Your goal
Copy all of the records below word for word, leaving the pictures out of your copy.

Records for the task
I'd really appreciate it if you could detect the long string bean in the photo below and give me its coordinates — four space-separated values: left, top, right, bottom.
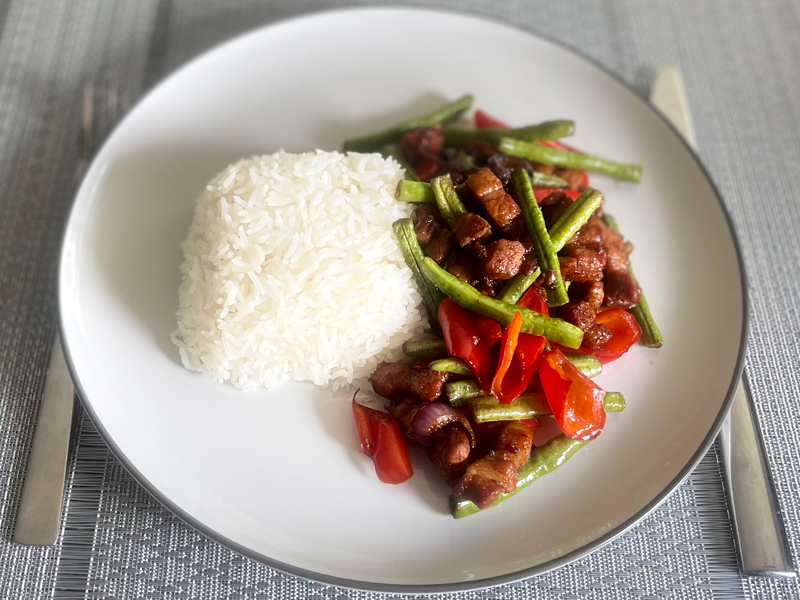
497 137 642 183
421 257 583 348
442 120 575 148
511 169 569 306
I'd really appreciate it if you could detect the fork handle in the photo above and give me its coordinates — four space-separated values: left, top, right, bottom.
14 333 75 546
720 375 795 577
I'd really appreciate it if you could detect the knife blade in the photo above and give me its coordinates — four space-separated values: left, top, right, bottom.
650 67 796 577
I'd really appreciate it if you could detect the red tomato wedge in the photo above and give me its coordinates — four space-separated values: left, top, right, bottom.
539 350 606 440
439 298 503 394
353 397 414 484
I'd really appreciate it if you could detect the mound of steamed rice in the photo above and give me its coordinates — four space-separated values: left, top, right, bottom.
172 151 425 389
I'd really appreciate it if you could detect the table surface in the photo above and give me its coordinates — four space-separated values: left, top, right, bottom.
0 0 800 599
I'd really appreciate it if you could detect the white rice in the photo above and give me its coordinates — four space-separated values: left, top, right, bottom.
172 150 426 389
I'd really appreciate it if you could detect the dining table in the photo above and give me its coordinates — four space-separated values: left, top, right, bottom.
0 0 800 600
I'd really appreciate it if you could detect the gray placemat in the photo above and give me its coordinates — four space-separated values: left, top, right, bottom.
0 0 800 599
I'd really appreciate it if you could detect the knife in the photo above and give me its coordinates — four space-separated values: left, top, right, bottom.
650 67 796 577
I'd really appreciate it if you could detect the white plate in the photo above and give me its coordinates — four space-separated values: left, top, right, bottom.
60 9 746 592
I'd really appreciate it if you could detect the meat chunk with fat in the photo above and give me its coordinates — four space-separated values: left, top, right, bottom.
466 168 506 204
447 254 477 284
603 270 642 310
411 204 442 246
428 419 472 487
558 245 606 281
539 192 572 229
369 362 449 402
570 216 642 309
581 323 613 350
486 153 533 189
481 239 525 280
425 227 455 264
466 168 521 231
554 281 603 331
453 422 533 509
453 213 492 248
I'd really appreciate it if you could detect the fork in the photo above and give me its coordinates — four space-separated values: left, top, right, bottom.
14 78 130 546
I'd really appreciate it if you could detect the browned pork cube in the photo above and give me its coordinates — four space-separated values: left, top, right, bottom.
453 213 492 248
481 239 525 279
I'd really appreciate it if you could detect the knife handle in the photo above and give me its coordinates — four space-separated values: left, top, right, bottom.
14 333 75 546
720 375 796 577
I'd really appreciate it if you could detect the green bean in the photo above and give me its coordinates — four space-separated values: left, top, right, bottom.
467 392 625 423
603 214 619 233
567 354 603 377
531 171 569 187
497 188 603 304
403 340 447 358
550 188 603 250
431 174 469 229
382 144 419 181
428 357 472 375
511 169 569 306
469 393 553 423
603 215 664 348
450 435 587 519
344 94 472 152
397 179 436 204
421 257 583 348
444 379 483 407
630 294 664 348
603 392 625 412
442 121 575 148
401 219 444 310
497 137 642 183
392 219 441 323
444 354 596 414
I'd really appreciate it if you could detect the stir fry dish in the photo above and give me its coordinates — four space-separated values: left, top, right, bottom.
345 96 663 518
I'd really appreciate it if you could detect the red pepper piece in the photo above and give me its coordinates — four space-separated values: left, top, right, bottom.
475 109 508 129
517 288 550 317
492 298 547 404
580 308 642 364
439 298 503 394
520 419 541 431
539 350 606 440
492 312 522 404
533 188 581 204
353 398 414 484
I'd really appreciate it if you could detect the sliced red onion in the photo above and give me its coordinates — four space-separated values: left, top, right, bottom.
406 402 460 446
406 402 475 447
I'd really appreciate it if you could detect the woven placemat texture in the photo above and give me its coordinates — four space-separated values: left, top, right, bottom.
0 0 800 600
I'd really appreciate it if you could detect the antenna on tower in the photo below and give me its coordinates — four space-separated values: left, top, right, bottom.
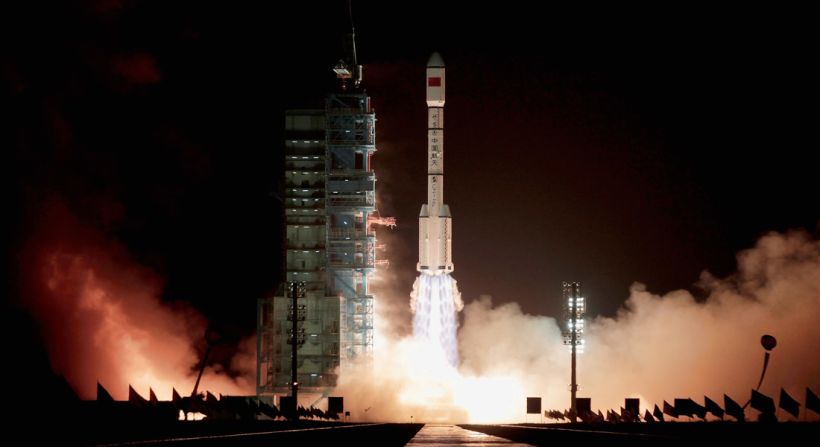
333 0 362 90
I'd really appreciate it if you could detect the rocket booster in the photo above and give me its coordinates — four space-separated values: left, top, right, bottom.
416 53 453 275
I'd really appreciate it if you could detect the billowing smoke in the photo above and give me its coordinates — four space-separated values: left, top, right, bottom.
21 200 255 399
336 232 820 422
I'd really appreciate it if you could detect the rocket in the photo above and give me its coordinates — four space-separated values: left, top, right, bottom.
416 53 453 275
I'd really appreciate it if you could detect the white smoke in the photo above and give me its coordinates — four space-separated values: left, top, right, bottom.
337 232 820 422
410 273 464 366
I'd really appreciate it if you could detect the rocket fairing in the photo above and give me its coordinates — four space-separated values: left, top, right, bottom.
416 53 453 275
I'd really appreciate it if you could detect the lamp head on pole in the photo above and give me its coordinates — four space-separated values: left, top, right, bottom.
760 334 777 351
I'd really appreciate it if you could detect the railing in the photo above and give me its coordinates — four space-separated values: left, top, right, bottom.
327 196 376 207
328 228 376 239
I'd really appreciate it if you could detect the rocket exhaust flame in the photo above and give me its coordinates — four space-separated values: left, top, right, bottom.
410 273 464 366
410 53 463 366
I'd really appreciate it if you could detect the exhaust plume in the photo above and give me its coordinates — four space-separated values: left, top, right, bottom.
335 231 820 422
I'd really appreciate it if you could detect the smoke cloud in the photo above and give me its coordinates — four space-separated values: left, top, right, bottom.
21 199 255 399
336 231 820 422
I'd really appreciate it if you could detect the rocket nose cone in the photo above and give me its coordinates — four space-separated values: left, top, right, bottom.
427 52 444 67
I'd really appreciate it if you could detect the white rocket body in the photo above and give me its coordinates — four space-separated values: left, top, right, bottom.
416 53 453 275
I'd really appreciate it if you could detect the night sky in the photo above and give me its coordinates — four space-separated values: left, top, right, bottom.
8 0 820 382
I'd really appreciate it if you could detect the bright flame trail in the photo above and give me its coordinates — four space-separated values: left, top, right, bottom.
410 273 464 366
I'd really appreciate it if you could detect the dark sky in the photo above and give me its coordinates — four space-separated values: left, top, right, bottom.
8 0 820 344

The response
I'd really appreciate it if you could detect the long string bean in the photo below and give me its coordinates — four space-separated values: left, top, right, bottom.
497 137 642 183
421 257 583 348
442 120 575 148
511 169 569 306
I'd really appreciate it if you could detect the fork handle in the photo above and give me its coordinates — four space-separated values: left, top, right, bottom.
14 333 75 546
720 375 795 577
I'd really appreciate it if you could detect the knife blade in the photo above and give me its coordinates — four space-separated values: left, top, right, bottom.
650 67 796 577
I'd really appreciate it if you could detect the red tomato wedge in the photo above and give me its coordinates — four space-separated values: left, top, right, bottom.
539 350 606 440
439 298 503 394
353 397 414 484
I'd really appreciate it if you could detect the mound of steamed rice in the photo above and give me its coordinates — four space-separated values: left, top, right, bottom.
172 151 425 389
I'd really appreciate it if you could detect the table surface in the photo above and give me its coordinates — four space-separated values: left, top, right, bottom.
0 0 800 599
I'd really appreciate it if you could detect the white rice in the photo above and give me its coordinates — four space-separated values: left, top, right, bottom.
172 150 426 389
I'd really appreciate it if you could detect the dining table in the photo above and give me its coordinates — four space-separated values: left, top, right, bottom.
0 0 800 600
I'd really appreciate it if you could detect the gray placemat in the photo above and give me its coordinates — four space-separated values: left, top, right, bottom.
0 0 800 599
I'd really appreciate it if you could detect the knife in the photo above and give me its coordinates — four space-separated values: left, top, right, bottom.
650 67 796 577
I'd really appreciate it if you could detect the white plate in the photo above and give me its coordinates — four space-separated values: left, top, right, bottom.
60 9 746 592
I'd really appreciate it if you could detect the meat chunk with fat in the photo above and give me its coordinates — four space-separated values: left, top, right, bottom.
466 168 506 204
447 254 477 284
603 270 642 310
411 204 442 246
428 419 472 487
558 245 606 281
539 192 572 229
369 362 449 402
570 216 642 309
581 323 613 350
486 153 533 189
481 239 525 280
425 227 455 264
466 168 521 231
554 281 603 331
453 422 533 509
453 213 492 248
I'd really appreciate it if you could detect the fork in the photo above and give me its coordinates — four space-separated values: left, top, right, bottom.
14 78 130 546
I'd really appreciate it if you could detect the browned pork cube in the photo above and give me its coordinates — four space-separated values: left, top, right, bottom.
453 213 492 248
481 239 525 279
I'd really appreciate it if you could detect the knife handle in the photo above and give me its coordinates — four space-separated values: left, top, right, bottom.
14 333 75 546
720 375 796 577
I'd really appreciate it if you could detect the green bean in the photo above and give me its coordinates — four space-separated values: left, top, right, bottom.
467 392 625 423
603 214 619 233
567 354 603 377
531 171 569 187
497 188 603 304
403 340 447 358
550 188 603 250
431 174 469 229
382 144 419 181
428 357 472 375
511 169 569 306
469 393 553 423
603 215 664 348
450 435 587 519
344 94 472 152
397 179 436 204
421 257 583 348
444 379 483 407
630 294 664 348
603 392 625 412
442 121 575 148
401 219 444 310
497 137 642 183
392 219 441 323
444 354 596 414
I'd really appreciate it if you could detect the stir fry dish in the photo above and give me its coordinates — four space-separated values: left, top, right, bottom.
345 96 663 518
I'd really appreciate it if you could detect the red pepper piece in the photo above and give me its coordinates — four space-separated values: left, top, right, bottom.
475 109 508 129
517 288 550 317
492 298 547 404
580 308 642 364
439 298 503 394
520 419 541 431
539 350 606 440
492 312 522 404
533 188 581 204
353 398 414 484
I'd really appreciate it if you could detect the sliced red onion in the photo above and give me its coordinates — four space-separated values: left, top, right, bottom.
406 402 460 446
406 402 475 447
I'd really appreciate it if you could detect the woven placemat texture in the photo above and give me its coordinates — four space-separated values: left, top, right, bottom.
0 0 800 600
I'd really appreciate it if you could detect the antenna on tower in the photo below and give me its coordinates — four space-separated values: left, top, right, bottom.
333 0 362 90
I'd really appreciate it if you could detect the rocket booster in the photo above and give me its coordinates — four space-separated values: left, top, right, bottom.
416 53 453 275
I'd really appreciate it if you could detect the billowing smoke in the photo above and give me its coordinates — four space-separated values: left, top, right, bottom.
21 200 255 399
336 232 820 422
I'd really appreciate it if you could detect the rocket in the photo above and give me its coordinates — four space-separated values: left, top, right, bottom.
416 53 453 275
I'd really appreciate it if you could detect the white smoke in the photo above and give me its coordinates — four space-separated values: left, top, right, bottom.
337 232 820 422
410 273 464 366
I'd really appreciate it if you could detect the rocket fairing in the photo above and give me its coordinates — four space-separated values: left, top, right, bottom.
416 53 453 275
I'd really appreciate it if you could detect the lamp head on pole in the photo above and give me its coordinates — four space-separated values: left, top, right, bottom.
760 334 777 351
I'd really appreciate it if you could detect the railing in the photo above and give me its coordinates — four space-separated values: left, top, right, bottom.
327 196 376 207
328 228 376 239
I'd really appreciate it if you could detect the rocket exhaust flame in the photo above and give me its coordinates — four space-separated values: left, top, right, bottom.
410 273 464 366
410 53 463 366
I'd really appreciate it if you could detect the exhaust plume in the photo above and give me its coordinates — four space-separated values: left, top, right, bottom.
335 231 820 422
I'd really appreciate it if you could detect the smoke cloud in the photo above and give me its coordinates — four space-separated values: left, top, right, bottom.
21 199 255 399
336 231 820 422
I'd really appreciate it if you could detect the rocket nose cone in the photo above and give me its coordinates — four space-separated values: left, top, right, bottom.
427 52 444 67
I'd really appreciate it if you could detect the white rocket body in the photo above and give me its coordinates — four space-separated values: left, top, right, bottom.
416 53 453 275
I'd really appreciate it if you could detect the night sky in the photo above and give me its coordinates — four space-separated values: left, top, right, bottom.
8 0 820 382
I'd really appreciate it if you could detect the bright flame trail in the photo above and give me its coordinates — four space-separated values: left, top, right, bottom.
410 273 464 366
I'd really appreciate it if you could detect the dark sky in the photo above and give me its coordinates — four space-separated values: left, top, right, bottom.
8 0 820 344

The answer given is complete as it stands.